What is expected: Every line of the data that includes "orange" should be copied out.

Material for the task:

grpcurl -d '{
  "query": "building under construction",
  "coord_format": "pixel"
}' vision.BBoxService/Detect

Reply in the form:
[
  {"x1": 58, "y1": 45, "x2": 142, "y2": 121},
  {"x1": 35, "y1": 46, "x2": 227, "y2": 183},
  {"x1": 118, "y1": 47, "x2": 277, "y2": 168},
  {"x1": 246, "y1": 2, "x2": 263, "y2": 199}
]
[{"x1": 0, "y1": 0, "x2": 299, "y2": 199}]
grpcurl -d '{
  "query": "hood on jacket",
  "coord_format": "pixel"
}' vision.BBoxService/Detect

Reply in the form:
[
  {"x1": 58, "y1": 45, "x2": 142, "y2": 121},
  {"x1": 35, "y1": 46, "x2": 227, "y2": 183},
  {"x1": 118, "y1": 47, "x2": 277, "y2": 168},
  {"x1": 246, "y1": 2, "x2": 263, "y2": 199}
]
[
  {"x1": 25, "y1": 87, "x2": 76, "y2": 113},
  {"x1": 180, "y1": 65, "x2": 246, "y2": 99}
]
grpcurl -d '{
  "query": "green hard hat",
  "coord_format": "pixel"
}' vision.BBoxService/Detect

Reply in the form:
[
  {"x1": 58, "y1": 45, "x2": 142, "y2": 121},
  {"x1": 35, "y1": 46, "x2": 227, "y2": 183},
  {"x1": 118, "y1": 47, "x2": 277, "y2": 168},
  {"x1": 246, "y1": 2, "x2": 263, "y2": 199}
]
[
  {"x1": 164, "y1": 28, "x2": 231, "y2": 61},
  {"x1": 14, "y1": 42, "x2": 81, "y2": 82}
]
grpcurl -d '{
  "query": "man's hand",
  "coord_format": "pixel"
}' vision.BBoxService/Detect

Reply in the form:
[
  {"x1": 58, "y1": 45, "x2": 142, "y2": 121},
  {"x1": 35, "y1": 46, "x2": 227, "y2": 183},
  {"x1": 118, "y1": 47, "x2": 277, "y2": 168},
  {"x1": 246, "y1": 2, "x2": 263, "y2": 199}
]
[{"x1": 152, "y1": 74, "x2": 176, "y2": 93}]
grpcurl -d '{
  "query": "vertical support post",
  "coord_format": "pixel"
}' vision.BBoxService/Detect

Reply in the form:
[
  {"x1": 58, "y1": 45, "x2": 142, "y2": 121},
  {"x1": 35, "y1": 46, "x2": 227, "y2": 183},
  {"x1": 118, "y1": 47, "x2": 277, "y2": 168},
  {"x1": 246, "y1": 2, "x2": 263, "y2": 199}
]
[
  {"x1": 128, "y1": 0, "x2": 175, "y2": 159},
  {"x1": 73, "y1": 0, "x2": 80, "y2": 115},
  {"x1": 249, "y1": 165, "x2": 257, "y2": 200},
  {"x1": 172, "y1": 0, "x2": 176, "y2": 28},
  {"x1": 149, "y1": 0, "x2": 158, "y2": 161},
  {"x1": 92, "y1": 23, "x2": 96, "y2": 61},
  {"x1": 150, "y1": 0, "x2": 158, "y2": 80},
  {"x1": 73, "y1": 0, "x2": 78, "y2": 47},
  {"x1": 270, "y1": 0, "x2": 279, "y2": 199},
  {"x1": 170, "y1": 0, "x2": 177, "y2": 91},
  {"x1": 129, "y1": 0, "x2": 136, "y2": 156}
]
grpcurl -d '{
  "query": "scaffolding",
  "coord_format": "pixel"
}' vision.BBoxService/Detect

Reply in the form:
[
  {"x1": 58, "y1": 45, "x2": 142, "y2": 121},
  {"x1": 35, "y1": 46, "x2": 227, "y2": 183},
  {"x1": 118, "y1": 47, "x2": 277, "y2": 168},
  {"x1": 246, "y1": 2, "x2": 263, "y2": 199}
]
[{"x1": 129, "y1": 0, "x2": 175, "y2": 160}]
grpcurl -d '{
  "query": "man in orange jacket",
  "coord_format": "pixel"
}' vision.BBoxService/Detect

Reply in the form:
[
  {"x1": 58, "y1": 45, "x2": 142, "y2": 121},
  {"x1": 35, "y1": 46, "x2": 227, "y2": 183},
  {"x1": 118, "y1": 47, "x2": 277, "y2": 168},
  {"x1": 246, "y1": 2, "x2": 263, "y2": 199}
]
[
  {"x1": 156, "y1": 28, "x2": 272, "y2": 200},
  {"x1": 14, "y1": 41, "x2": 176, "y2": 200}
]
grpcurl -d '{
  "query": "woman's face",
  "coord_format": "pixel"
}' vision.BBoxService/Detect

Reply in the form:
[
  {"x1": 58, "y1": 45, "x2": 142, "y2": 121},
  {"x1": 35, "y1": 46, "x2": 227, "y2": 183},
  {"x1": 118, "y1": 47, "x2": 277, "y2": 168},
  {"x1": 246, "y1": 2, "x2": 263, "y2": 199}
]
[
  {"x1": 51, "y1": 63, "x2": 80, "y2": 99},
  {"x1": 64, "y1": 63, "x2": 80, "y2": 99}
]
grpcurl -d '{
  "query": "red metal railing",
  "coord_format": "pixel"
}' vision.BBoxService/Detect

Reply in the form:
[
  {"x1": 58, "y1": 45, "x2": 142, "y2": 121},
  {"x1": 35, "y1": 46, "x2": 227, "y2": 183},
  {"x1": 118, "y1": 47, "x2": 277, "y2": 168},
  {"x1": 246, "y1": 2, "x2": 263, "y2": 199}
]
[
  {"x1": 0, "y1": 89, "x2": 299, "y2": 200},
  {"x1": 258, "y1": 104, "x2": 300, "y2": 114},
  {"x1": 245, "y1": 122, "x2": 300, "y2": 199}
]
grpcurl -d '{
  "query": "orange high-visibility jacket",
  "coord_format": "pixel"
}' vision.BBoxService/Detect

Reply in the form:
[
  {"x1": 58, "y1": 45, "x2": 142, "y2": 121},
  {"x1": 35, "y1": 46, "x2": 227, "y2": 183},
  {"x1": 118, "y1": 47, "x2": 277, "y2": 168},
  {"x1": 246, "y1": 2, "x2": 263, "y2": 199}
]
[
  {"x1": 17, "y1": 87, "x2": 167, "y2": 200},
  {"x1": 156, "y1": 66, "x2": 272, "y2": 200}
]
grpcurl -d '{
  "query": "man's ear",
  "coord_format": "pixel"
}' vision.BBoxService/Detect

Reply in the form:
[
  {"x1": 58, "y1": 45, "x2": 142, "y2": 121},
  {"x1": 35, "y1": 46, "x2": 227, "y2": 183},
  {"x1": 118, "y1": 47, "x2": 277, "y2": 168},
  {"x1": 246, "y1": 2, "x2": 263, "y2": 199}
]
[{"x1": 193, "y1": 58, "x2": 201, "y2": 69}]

Result for this task:
  "query": "man in orange jacket",
  "query": "orange high-visibility jacket",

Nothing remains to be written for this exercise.